● **WORK ORDER 1**:
Revise the shoulder surgery text from "Procedure for patients" up to and including "at follow-up appointments.", and swap "humeral head" for "head of the humerus".
● **WORK ORDER 2**:
Turn the paragraph of the shoulder surgery text that begins "This surgery is reserved" into a short bulleted list that keeps its main facts.

● **READING PASSAGE**:
[Start of section]

Procedure for patients with advanced shoulder arthritis.
Total Shoulder Arthroplasty
Some patients with advanced shoulder arthritis and an intact rotator cuff may be a candidate for a total shoulder arthroplasty (aka total shoulder replacement). It is important to take into consideration the patient’s age and functional status when considering this option. The total shoulder replacement will help decrease pain and allow the patient to return to daily activities. It is generally not designed for heavy laborers or those involved in daily strenuous activities. The surgery involves replacing two components from within the shoulder: the humeral head (ball) and the glenoid (socket). The patient will begin gentle range of motion shortly after surgery. The patient’s progress will be followed closely by their surgeon and physical therapist at follow-up appointments.
Reverse Total Shoulder Arthroplasty
This surgery is reserved for patients with advanced shoulder arthritis in combination with a torn and retracted rotator cuff. The reverse shoulder arthroplasty changes the dynamics of the shoulder so that the deltoid muscle takes the place of the rotator cuff when elevating the arm. The native humeral head is replaced with the socket portion of the arthroplasty, and the glenoid is replaced with the ball portion of the arthroplasty. Shoulder range of motion will likely still be limited after surgery, but pain will be relieved once the arthritic joint is replaced.
As our patient, you will have an in-depth consultation with one of our doctors. We will create an individualized treatment plan together, tailored to your problem and lifestyle. Our doctors prefer non-invasive treatments whenever possible, including physical therapy and/or injections. If your problem ultimately does require surgery, our doctors prefer the least invasive surgical techniques possible. Our goals are the same as yours: to get you back to living your best life, pain free.

[End of section]

● **STUDY MATERIAL**:
[Start of section]

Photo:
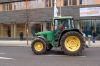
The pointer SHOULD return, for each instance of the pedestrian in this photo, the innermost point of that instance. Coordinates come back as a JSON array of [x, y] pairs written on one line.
[[93, 34], [21, 35]]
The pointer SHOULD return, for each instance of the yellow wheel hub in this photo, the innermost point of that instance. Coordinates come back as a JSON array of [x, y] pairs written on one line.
[[38, 46], [72, 43]]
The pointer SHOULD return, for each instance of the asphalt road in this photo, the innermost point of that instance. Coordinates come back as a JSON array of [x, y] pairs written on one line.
[[23, 56]]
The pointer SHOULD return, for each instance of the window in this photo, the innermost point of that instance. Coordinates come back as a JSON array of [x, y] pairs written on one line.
[[39, 3], [74, 2], [80, 1], [7, 7], [46, 3], [53, 3], [65, 2]]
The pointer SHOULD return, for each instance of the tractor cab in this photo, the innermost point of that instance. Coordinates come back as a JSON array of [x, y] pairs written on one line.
[[62, 35]]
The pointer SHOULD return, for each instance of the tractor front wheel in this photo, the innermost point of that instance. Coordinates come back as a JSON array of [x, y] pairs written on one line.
[[72, 43], [39, 46]]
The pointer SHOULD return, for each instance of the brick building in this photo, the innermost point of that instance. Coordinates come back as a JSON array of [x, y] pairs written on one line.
[[14, 14]]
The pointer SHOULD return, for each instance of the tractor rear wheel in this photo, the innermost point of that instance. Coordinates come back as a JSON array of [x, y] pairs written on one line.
[[39, 46], [72, 43], [49, 47]]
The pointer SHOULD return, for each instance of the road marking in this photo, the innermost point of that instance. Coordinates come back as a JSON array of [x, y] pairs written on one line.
[[6, 58], [2, 53]]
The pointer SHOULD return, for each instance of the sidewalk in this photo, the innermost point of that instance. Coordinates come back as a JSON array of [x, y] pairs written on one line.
[[14, 43], [24, 43]]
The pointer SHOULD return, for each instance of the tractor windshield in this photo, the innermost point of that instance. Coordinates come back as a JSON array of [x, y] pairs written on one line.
[[63, 23]]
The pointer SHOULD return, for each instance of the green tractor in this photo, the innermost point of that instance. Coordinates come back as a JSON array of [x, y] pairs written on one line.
[[63, 34]]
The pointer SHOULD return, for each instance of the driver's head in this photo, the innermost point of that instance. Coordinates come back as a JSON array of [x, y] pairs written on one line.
[[60, 27]]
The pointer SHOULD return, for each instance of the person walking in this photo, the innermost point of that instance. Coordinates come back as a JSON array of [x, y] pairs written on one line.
[[21, 35], [93, 34]]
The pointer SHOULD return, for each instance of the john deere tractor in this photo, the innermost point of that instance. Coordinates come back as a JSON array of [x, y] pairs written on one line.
[[63, 35]]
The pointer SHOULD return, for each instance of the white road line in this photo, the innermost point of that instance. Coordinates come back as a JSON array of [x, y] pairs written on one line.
[[6, 58], [2, 53]]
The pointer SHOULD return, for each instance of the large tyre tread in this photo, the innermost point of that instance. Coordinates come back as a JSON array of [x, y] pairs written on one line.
[[44, 51], [81, 49]]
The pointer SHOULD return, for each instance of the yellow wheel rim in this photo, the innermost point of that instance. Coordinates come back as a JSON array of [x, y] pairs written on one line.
[[38, 46], [72, 43]]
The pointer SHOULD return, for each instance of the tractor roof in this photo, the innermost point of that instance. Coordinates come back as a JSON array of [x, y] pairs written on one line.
[[63, 17]]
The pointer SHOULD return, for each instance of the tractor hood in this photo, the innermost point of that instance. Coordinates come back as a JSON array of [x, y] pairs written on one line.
[[43, 33]]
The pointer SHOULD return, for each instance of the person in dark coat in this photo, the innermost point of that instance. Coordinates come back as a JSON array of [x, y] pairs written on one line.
[[21, 35], [93, 34]]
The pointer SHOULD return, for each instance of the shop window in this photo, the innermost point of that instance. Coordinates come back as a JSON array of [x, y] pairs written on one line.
[[74, 2]]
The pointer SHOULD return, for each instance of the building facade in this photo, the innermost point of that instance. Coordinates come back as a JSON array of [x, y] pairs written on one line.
[[14, 15]]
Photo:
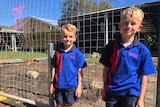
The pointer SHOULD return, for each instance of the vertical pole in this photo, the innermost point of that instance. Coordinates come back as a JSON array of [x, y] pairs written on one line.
[[158, 75], [50, 56]]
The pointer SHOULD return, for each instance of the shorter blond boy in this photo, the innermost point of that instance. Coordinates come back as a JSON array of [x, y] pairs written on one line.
[[68, 62]]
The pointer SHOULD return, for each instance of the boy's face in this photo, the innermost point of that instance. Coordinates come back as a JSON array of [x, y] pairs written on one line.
[[68, 38], [130, 25]]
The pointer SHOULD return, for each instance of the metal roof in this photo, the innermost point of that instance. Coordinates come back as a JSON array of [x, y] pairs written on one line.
[[49, 21]]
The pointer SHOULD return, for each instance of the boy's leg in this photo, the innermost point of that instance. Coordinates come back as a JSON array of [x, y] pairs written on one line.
[[111, 100], [69, 97], [59, 93]]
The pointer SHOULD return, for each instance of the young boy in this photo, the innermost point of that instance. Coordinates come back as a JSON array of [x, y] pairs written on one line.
[[127, 62], [68, 62]]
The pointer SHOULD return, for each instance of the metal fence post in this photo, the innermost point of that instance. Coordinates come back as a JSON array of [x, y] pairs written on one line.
[[50, 56], [158, 75]]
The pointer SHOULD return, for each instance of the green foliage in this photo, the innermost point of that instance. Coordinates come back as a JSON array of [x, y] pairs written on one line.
[[78, 7]]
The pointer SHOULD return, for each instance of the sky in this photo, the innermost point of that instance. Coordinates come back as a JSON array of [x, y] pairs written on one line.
[[10, 10]]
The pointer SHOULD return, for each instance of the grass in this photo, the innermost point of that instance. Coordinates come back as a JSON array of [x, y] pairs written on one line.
[[27, 55], [22, 55]]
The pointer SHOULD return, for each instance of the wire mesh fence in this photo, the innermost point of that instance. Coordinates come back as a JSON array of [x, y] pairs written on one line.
[[28, 26]]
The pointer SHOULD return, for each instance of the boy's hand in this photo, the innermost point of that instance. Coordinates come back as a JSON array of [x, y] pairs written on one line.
[[103, 94], [140, 103], [52, 89], [78, 92]]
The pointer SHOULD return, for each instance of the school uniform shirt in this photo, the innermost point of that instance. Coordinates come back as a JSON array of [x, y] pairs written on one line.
[[126, 64], [67, 65]]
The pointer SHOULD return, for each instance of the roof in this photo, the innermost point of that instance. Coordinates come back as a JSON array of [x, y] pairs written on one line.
[[49, 21]]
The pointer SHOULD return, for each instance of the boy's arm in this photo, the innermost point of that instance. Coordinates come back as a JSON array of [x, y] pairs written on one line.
[[105, 73], [143, 84], [52, 78], [79, 87]]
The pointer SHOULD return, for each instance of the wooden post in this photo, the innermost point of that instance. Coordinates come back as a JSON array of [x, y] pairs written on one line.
[[50, 56], [158, 75]]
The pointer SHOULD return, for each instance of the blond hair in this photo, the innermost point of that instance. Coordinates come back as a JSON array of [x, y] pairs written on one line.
[[133, 11], [69, 27]]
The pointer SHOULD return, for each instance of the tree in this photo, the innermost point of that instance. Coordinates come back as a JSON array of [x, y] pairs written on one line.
[[78, 7]]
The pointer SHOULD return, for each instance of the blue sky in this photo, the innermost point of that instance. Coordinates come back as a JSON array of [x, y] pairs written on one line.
[[45, 8]]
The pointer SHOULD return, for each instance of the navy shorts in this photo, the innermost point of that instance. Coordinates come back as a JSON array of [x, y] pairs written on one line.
[[121, 101], [65, 96]]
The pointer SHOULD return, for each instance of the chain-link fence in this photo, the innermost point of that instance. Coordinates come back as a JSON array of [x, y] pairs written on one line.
[[29, 29]]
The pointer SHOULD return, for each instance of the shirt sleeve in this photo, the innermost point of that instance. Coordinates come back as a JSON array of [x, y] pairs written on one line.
[[146, 65], [105, 57], [53, 61]]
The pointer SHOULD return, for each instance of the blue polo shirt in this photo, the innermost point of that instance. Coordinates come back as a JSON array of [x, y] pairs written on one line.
[[126, 64], [67, 65]]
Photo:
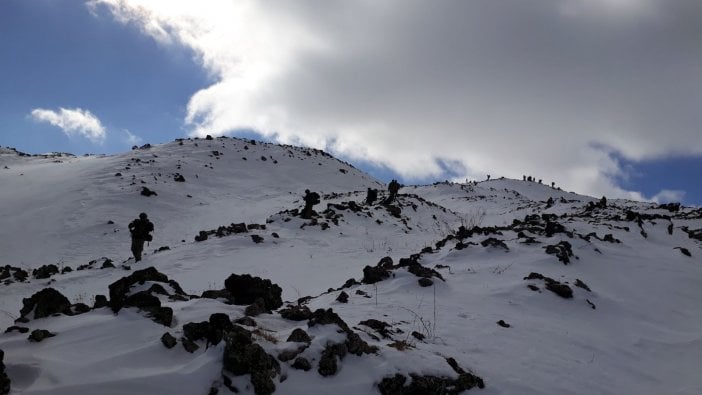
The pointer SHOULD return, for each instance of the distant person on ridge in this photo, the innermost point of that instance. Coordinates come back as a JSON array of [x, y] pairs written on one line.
[[311, 198], [140, 228], [393, 188]]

[End of section]

● **WRITTEN RESPONSE 1**:
Procedure for patients with advanced shoulder arthritis.
Total Shoulder Arthroplasty
Some patients with advanced shoulder arthritis and an intact rotator cuff may be a candidate for a total shoulder arthroplasty (aka total shoulder replacement). It is important to take into consideration the patient’s age and functional status when considering this option. The total shoulder replacement will help decrease pain and allow the patient to return to daily activities. It is generally not designed for heavy laborers or those involved in daily strenuous activities. The surgery involves replacing two components from within the shoulder: the head of the humerus (ball) and the glenoid (socket). The patient will begin gentle range of motion shortly after surgery. The patient’s progress will be followed closely by their surgeon and physical therapist at follow-up appointments.

● **WRITTEN RESPONSE 2**:
- For patients with advanced shoulder arthritis and a torn, retracted rotator cuff
- Changes how the shoulder works so the deltoid muscle takes over the rotator cuff's role in raising the arm
- The native humeral head is replaced with the socket part, and the glenoid with the ball part
- Range of motion will likely stay limited, but pain is relieved once the arthritic joint is replaced